### TEXT TO READ
Nuclear weapons change everything (Mike Kemp/In Pictures via Getty Images)


March 30, 2022   6 mins

Much about the war in Ukraine has been unpredictable. Entirely predictable, though, has been the way stories from history have been mobilised by politicians and pundits to offer “lessons” about the crisis there: why it has occurred, what its consequences will be, and, most of all, what the rest of the world ought to do about it.

The example from history’s portmanteau of analogies which almost everyone has instinctively reached for has been – of course – the Munich Crisis of 1938. What else? No foreign policy drama is complete without a summoning of the ashen shade of Neville Chamberlain onto the stage, as essential to the plot as the ghost of Hamlet’s father.

Back in November last year, Stephen Blank, a senior fellow at the Foreign Policy Research Institute, was already warning that “appeasement of Russia would deliver exactly the same outcome as the betrayal of Czechoslovakia at Munich—dishonor and disaster”. The following month, Rep. Mike Waltz of Florida, a Republican member of the US House Armed Services Committee, tweeted after a visit to Ukraine that “Neville Chamberlain’s appeasement allowed Czechoslovakia, then Poland, then France to fall to Nazi Germany…Biden risks taking the world down the same slippery slope.” Marc Thiessen in the Washington Post solemnly denounced the American President for “channeling his inner Neville Chamberlain” in the matter of Ukraine.

Allusions to Chamberlain’s appeasement are not restricted to one side of the Atlantic. UK defense secretary Ben Wallace detected back in February a “whiff of Munich” about western attempts to dissuade Putin from attacking Ukraine. But there does seem to be a particularly American obsession with routinely digging up the corpse of the Right Honourable Member for Birmingham Edgbaston for a ritual denunciation. Chamberlain himself would presumably be bewildered, as well as horrified if he knew that, 80 years after his death, he is not only well-remembered in a country he never visited during his lifetime, but that his name there has become a byword for catastrophic political failure.

Even a fogginess about the details of what happened at Munich has been no impediment to deploying it. Radio talk show host Kevin James compared President Obama with Chamberlain on MSNBC’s Hardball in 2008, but then had to admit that he had no idea what the former British Prime Minister did exactly in 1938. The magic of the word “Munich” was enough.

### RECORDS SUPPLIED
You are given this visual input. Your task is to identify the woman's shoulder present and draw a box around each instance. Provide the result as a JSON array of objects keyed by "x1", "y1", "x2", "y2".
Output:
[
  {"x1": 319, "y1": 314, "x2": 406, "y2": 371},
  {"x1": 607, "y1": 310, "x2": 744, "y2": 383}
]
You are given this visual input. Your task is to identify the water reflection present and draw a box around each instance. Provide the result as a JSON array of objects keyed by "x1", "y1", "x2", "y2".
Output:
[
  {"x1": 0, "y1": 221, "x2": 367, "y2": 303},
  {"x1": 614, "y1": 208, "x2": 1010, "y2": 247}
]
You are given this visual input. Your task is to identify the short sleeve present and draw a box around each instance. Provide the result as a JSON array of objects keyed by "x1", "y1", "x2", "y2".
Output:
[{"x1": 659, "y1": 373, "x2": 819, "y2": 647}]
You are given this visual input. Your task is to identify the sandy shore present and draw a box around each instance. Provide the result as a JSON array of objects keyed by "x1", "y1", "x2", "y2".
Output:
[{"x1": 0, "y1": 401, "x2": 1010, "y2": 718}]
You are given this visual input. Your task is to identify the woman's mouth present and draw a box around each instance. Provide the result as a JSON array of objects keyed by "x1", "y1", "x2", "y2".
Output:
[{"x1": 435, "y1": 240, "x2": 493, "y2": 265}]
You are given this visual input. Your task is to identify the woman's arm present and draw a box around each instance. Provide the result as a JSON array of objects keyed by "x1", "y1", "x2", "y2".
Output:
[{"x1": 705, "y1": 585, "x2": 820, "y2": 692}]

### REQUIRED ACTIONS
• a. Answer these questions using the text about the Munich analogy:
(i) At which institute is Stephen Blank a senior fellow?
(ii) What did UK defense secretary Ben Wallace say he detected in February?
(iii) On which program did Kevin James compare President Obama with Chamberlain?
• b. Update the entries from the line containing "identify the water" through the end of the entries by replacing "woman's" with "person's", and leave everything else unchanged. Give only those lines.
The text and the entries have no connection to each other.

### RESPONSE LIST
• a.
(i) The Foreign Policy Research Institute.
(ii) A "whiff of Munich" about western attempts to dissuade Putin from attacking Ukraine.
(iii) MSNBC's Hardball, in 2008.

• b.
You are given this visual input. Your task is to identify the water reflection present and draw a box around each instance. Provide the result as a JSON array of objects keyed by "x1", "y1", "x2", "y2".
Output:
[
  {"x1": 0, "y1": 221, "x2": 367, "y2": 303},
  {"x1": 614, "y1": 208, "x2": 1010, "y2": 247}
]
You are given this visual input. Your task is to identify the short sleeve present and draw a box around each instance. Provide the result as a JSON array of objects keyed by "x1", "y1", "x2", "y2".
Output:
[{"x1": 659, "y1": 373, "x2": 819, "y2": 647}]
You are given this visual input. Your task is to identify the sandy shore present and draw a box around each instance. Provide the result as a JSON array of objects keyed by "x1", "y1", "x2", "y2".
Output:
[{"x1": 0, "y1": 401, "x2": 1010, "y2": 718}]
You are given this visual input. Your task is to identify the person's mouth present and draw a box around each instance. Provide the result as a JSON array of objects keyed by "x1", "y1", "x2", "y2".
Output:
[{"x1": 435, "y1": 240, "x2": 493, "y2": 265}]
You are given this visual input. Your task is to identify the person's arm present and draw a box around each instance. Provide the result as a JSON array of objects keyed by "x1", "y1", "x2", "y2".
Output:
[{"x1": 705, "y1": 585, "x2": 820, "y2": 692}]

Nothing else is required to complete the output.